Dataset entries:
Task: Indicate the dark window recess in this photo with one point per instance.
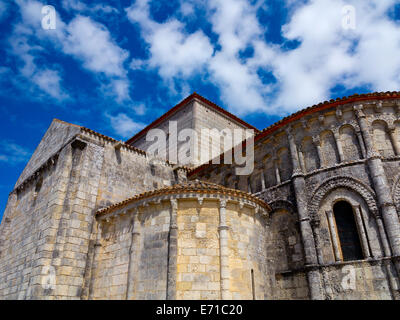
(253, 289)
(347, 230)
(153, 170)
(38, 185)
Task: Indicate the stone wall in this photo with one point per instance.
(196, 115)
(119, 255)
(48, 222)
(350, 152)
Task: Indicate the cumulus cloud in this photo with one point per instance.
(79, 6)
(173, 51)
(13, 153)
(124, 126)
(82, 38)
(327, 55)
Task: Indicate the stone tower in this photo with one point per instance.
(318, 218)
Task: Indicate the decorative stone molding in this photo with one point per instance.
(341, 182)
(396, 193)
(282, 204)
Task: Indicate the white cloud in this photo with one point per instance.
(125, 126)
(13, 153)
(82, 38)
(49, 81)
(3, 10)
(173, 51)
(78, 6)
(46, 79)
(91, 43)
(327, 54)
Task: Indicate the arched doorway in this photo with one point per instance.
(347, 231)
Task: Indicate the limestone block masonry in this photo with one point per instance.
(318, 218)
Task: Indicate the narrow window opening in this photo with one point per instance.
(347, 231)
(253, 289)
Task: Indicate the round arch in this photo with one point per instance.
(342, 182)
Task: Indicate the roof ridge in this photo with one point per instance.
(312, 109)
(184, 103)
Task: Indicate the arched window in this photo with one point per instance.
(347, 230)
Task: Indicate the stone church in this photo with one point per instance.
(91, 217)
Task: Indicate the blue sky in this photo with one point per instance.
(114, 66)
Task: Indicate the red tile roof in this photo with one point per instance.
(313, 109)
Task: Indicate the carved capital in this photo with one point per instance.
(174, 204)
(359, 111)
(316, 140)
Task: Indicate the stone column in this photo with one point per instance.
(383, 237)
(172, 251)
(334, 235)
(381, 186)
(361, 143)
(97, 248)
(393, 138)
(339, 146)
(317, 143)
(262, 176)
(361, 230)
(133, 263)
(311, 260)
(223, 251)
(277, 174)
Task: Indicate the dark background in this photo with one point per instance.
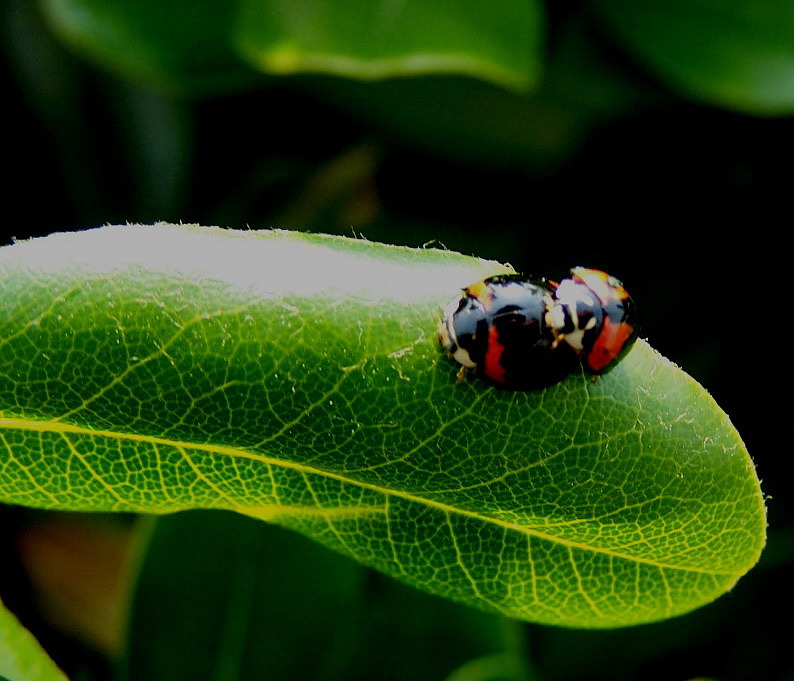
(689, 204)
---
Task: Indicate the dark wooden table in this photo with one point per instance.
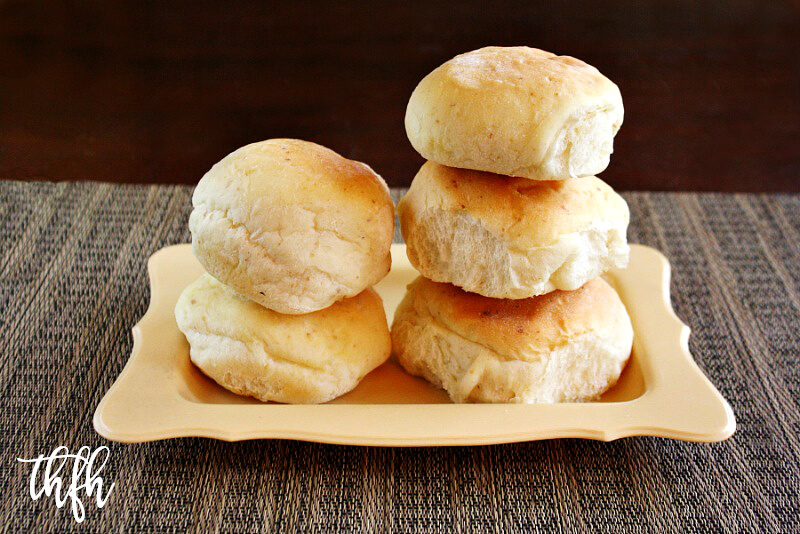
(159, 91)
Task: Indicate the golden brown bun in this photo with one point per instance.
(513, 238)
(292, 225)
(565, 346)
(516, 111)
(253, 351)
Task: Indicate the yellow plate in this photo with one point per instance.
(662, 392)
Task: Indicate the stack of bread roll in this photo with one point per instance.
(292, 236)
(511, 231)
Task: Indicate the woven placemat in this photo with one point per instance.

• Given instruction
Reproduce verbatim the lines above, from the line with "Task: Indicate the yellow" to the line with "Task: Indicate the woven", including both of those lines.

• Result of the task
Task: Indicate the yellow plate in this photo with one point per instance.
(662, 392)
Task: Indicate the stack of bread roll in this photo with one point per instance.
(292, 236)
(511, 231)
Task: Indicate the woven placemat in this photo with one point per instance.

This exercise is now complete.